Short exercise: Copy all of the data below word for word, leaving every line unchanged.

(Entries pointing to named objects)
######
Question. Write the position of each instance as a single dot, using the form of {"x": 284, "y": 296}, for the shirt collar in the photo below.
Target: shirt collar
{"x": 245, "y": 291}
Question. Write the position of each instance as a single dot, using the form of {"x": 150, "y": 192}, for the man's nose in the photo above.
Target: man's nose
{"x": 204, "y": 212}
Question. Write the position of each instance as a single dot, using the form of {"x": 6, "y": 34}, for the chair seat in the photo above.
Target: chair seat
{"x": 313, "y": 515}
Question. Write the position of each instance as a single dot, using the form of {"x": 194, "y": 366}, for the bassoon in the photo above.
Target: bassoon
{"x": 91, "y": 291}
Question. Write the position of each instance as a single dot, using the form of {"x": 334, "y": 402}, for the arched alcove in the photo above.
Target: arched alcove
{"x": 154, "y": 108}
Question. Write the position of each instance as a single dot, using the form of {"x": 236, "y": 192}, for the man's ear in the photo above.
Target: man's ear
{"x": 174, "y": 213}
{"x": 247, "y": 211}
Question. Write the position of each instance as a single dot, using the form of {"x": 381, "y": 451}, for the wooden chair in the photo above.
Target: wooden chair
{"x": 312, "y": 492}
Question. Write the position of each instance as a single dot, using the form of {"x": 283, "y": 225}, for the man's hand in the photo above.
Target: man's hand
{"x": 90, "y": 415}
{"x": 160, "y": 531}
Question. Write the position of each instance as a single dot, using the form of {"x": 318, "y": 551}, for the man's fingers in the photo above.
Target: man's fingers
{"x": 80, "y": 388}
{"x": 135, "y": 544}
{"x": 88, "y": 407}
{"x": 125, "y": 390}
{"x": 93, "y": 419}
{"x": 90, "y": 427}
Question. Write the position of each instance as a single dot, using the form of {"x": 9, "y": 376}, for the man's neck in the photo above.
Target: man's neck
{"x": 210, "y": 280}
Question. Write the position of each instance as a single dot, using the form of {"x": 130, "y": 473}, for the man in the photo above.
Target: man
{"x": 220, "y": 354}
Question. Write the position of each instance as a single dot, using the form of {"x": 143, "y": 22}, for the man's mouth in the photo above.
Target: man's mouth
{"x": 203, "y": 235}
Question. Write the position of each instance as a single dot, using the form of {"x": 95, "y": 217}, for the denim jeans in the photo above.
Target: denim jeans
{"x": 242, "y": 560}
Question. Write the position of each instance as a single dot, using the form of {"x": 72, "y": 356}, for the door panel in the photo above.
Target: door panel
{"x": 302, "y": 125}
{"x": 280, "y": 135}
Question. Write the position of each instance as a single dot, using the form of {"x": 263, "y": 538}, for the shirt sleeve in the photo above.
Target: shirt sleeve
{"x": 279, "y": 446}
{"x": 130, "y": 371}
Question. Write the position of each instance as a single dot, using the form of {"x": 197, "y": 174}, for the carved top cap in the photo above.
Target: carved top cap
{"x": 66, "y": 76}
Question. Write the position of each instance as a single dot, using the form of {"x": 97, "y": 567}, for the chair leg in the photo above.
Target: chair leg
######
Exercise output:
Question. Write the position of each instance as a single dot, using the form of {"x": 284, "y": 296}, for the shirt collar in the photo below.
Target: shirt collar
{"x": 245, "y": 291}
Question. Write the position of each instance as a single dot, using the form of {"x": 150, "y": 192}, for the man's nose in the photo above.
Target: man's nose
{"x": 204, "y": 212}
Question. Write the position of each instance as a single dot, using the form of {"x": 6, "y": 34}, for the chair seat in the photo above.
Target: chair seat
{"x": 313, "y": 515}
Question. Write the position of each instance as a single dot, using the form of {"x": 194, "y": 366}, for the bassoon in the photo above.
Target: bassoon
{"x": 91, "y": 291}
Question. Write the position of each instance as a single dot, using the form of {"x": 334, "y": 402}, for the arched alcove in the photo above.
Target: arched alcove
{"x": 154, "y": 108}
Question. Write the position of each instance as a single dot, using the form of {"x": 236, "y": 192}, for the man's ear in the photo above.
Target: man's ear
{"x": 174, "y": 213}
{"x": 247, "y": 211}
Question. Write the position of each instance as a single dot, using the form of {"x": 381, "y": 451}, for the wooden chair in the photo above.
Target: wooden chair
{"x": 312, "y": 492}
Question. Write the position of each instance as a single dot, using the form of {"x": 283, "y": 225}, for the man's hand in the photo above.
Target: man's hand
{"x": 90, "y": 415}
{"x": 160, "y": 531}
Question. Write the position of each instance as a single dot, using the form of {"x": 318, "y": 551}, for the man's fingers in the photo above.
Target: man's fingers
{"x": 80, "y": 388}
{"x": 135, "y": 544}
{"x": 88, "y": 407}
{"x": 125, "y": 390}
{"x": 93, "y": 419}
{"x": 90, "y": 427}
Question. Write the position of each instance as a single dot, using the form of {"x": 9, "y": 376}, for the man's neck in the photo above.
Target: man's neck
{"x": 210, "y": 280}
Question. Write the position of each instance as a single dot, using the form of {"x": 130, "y": 473}, for the man in the photo above.
Target: man
{"x": 220, "y": 354}
Question. Write the position of each instance as a single dot, using the form of {"x": 143, "y": 22}, for the man's mouth in the photo above.
Target: man's mouth
{"x": 203, "y": 235}
Question. Write the position of each instance as a single dot, using the form of {"x": 95, "y": 217}, for the denim jeans in the photo above.
Target: denim jeans
{"x": 242, "y": 560}
Question. Write the position of each instance as a single dot, using the form of {"x": 72, "y": 356}, for the door panel in the photo above.
Target: door panel
{"x": 302, "y": 125}
{"x": 280, "y": 135}
Question. Write the position of each instance as a single dot, using the form of {"x": 263, "y": 538}, for the shirt sleeve in the photo above.
Target: shirt sleeve
{"x": 279, "y": 446}
{"x": 130, "y": 371}
Question. Write the position of each instance as a single dot, using the form of {"x": 197, "y": 174}, for the carved top cap in the photo above.
Target: carved top cap
{"x": 66, "y": 76}
Question. Write the position of each instance as a single dot, using the form of {"x": 97, "y": 567}, for the chair leg in the photo above.
Target: chair leg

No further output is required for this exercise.